Description of the task:
Copy out the lines from the one containing "Target: bird's orange beak" through the end of the items, with nothing changed.

***** Provided records

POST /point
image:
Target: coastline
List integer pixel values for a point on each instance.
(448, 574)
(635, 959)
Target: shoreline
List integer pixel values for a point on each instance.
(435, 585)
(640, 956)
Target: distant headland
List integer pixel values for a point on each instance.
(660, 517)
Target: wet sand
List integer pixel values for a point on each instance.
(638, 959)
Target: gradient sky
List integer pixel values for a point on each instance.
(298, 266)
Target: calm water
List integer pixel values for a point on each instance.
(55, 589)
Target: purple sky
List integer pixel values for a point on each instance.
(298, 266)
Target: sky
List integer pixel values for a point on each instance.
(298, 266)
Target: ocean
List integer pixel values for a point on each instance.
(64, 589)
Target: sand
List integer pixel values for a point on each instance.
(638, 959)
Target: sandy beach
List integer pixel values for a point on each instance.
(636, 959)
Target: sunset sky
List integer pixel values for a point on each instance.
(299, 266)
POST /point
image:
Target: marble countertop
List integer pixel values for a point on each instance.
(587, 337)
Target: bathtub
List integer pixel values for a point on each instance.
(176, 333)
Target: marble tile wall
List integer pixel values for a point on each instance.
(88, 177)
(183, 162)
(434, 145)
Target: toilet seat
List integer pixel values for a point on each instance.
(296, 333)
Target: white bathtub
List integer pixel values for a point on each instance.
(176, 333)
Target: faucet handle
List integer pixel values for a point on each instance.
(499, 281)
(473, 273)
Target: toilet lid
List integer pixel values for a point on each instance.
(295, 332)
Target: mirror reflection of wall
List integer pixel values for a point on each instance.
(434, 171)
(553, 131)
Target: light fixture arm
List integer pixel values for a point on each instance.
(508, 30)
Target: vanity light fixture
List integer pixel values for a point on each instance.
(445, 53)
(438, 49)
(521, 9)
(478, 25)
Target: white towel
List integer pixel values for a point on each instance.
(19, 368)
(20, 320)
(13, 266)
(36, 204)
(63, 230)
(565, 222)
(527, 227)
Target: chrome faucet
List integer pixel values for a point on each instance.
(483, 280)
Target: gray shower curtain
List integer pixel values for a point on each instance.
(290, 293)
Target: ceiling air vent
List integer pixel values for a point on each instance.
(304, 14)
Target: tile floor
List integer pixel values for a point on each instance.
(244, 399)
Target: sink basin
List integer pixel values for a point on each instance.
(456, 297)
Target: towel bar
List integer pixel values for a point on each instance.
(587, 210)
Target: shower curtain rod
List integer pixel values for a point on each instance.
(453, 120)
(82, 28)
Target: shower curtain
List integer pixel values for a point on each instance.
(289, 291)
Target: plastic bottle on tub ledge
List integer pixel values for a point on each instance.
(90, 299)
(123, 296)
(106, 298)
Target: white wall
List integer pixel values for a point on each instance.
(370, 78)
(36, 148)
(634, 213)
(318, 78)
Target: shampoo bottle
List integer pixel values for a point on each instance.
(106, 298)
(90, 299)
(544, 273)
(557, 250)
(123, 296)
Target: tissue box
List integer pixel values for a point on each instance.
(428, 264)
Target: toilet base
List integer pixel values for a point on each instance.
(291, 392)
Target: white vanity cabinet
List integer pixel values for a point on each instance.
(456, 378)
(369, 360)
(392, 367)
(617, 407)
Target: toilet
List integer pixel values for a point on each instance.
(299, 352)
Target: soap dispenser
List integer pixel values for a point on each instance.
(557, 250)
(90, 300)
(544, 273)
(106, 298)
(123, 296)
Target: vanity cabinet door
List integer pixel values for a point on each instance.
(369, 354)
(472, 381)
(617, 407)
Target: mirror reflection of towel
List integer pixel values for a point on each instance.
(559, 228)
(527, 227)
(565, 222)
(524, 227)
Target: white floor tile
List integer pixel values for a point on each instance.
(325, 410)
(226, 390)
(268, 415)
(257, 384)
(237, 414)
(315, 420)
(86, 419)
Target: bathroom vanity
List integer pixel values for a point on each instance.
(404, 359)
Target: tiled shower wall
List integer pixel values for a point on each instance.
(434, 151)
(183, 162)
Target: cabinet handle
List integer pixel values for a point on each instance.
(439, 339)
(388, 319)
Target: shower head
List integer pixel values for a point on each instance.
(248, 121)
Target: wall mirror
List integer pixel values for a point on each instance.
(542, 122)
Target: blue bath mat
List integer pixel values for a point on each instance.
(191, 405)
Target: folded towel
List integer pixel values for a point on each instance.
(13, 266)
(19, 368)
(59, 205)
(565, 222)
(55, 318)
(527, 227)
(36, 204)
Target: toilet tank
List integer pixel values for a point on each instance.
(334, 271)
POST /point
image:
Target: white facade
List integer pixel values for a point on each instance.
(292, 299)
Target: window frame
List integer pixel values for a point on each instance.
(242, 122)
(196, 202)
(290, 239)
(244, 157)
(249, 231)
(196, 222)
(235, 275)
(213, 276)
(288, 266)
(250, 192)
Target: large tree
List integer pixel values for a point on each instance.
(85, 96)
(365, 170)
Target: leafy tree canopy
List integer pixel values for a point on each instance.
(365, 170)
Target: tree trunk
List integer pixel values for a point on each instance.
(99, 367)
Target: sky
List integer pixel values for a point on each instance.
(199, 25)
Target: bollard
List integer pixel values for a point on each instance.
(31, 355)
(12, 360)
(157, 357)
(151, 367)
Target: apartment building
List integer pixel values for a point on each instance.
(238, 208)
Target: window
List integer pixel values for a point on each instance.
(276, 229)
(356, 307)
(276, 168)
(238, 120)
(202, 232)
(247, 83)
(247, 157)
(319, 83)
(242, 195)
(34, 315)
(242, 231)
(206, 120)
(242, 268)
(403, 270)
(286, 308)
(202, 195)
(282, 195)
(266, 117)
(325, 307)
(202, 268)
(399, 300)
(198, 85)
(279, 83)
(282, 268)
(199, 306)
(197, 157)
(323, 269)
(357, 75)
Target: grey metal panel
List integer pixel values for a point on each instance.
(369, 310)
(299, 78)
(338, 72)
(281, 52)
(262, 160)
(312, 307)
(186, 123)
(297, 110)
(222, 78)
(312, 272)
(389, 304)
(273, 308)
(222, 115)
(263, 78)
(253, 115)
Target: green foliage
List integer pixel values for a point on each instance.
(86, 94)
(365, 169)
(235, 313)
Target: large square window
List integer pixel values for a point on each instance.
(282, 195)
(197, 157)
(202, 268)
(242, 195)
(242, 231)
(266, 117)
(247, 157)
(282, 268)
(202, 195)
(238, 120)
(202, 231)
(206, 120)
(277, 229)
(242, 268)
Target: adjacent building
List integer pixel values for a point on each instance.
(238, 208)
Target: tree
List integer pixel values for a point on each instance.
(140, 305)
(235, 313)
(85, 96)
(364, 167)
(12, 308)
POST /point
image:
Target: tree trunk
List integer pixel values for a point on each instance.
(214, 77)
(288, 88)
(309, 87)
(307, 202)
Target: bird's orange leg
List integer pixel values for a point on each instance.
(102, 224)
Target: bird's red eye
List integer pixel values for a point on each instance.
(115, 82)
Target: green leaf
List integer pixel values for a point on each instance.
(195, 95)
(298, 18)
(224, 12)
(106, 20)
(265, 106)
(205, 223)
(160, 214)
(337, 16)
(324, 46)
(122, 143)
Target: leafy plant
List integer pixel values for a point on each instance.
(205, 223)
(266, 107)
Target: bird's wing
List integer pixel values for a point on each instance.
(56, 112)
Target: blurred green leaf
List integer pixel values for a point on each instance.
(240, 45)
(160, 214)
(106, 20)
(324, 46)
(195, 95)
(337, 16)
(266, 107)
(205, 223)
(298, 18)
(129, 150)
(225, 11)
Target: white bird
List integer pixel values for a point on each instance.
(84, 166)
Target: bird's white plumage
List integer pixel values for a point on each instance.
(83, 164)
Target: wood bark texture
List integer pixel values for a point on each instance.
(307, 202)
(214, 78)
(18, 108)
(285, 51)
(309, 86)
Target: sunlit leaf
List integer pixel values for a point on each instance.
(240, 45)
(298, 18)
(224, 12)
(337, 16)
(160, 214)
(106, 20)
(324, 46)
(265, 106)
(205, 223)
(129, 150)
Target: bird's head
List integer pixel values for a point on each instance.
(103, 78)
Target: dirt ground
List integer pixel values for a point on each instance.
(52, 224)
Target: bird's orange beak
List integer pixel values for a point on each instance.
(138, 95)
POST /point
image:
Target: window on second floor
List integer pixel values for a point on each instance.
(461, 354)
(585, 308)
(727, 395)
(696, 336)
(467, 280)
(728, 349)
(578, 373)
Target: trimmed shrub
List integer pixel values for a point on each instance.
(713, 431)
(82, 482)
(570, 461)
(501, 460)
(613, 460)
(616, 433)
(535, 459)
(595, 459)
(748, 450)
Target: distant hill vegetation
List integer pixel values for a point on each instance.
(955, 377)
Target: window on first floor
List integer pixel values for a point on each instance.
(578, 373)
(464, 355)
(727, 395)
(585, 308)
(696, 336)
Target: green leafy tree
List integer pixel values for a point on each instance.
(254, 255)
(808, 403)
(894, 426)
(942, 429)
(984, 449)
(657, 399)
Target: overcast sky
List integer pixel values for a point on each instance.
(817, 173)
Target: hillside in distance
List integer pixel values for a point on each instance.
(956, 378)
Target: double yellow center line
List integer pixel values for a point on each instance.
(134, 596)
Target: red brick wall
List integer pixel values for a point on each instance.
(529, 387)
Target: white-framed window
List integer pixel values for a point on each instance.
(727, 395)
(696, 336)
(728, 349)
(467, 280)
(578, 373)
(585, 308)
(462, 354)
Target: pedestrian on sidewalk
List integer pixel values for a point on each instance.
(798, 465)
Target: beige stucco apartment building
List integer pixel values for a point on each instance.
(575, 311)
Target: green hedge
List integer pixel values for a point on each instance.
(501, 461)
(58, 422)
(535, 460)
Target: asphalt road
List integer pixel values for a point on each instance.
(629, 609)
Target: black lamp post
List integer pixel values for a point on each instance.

**********

Full output:
Target: bird's orange beak
List integer pixel values for a point on each instance.
(138, 95)
POST /point
image:
Target: window on second floor
List integer pixel values for a point on each instance.
(461, 354)
(585, 308)
(727, 395)
(696, 336)
(467, 280)
(728, 349)
(578, 373)
Target: trimmed shrub
List integer pixel values for a point on each instance.
(713, 431)
(82, 482)
(570, 461)
(501, 460)
(613, 460)
(616, 433)
(535, 459)
(595, 459)
(748, 450)
Target: distant hill vegetation
List integer pixel values for a point on each instance.
(955, 377)
Target: window on first floor
List integer pixel values for a point on each instance.
(578, 373)
(464, 355)
(727, 395)
(585, 308)
(696, 336)
Target: green leafy tree
List integer pixel values for a point on each instance.
(254, 255)
(808, 403)
(894, 426)
(942, 429)
(984, 449)
(657, 399)
Target: overcast sky
List integer pixel values for a point on each instance.
(817, 173)
Target: hillside in distance
List integer pixel values for a point on each instance.
(956, 378)
Target: double yellow center line
List integer pixel values for a point on each instance.
(134, 596)
Target: red brick wall
List integer pixel values for a point on each instance.
(529, 387)
Target: white-framed window
List integer pixel values for a point on each instance.
(727, 395)
(696, 336)
(728, 349)
(467, 280)
(578, 373)
(585, 308)
(462, 354)
Target: pedestrian on sidewalk
List integer pixel values for a point on each instance.
(798, 465)
Target: beige stucco apartment building
List integer pixel values for a point on each instance.
(575, 311)
Target: green hedge
List integer pixel values for a point on each instance.
(501, 461)
(58, 422)
(535, 460)
Target: asphalt road
List integer pixel values for a point on each instance.
(629, 609)
Target: black lamp post
List integer pixel values for a point on each instance.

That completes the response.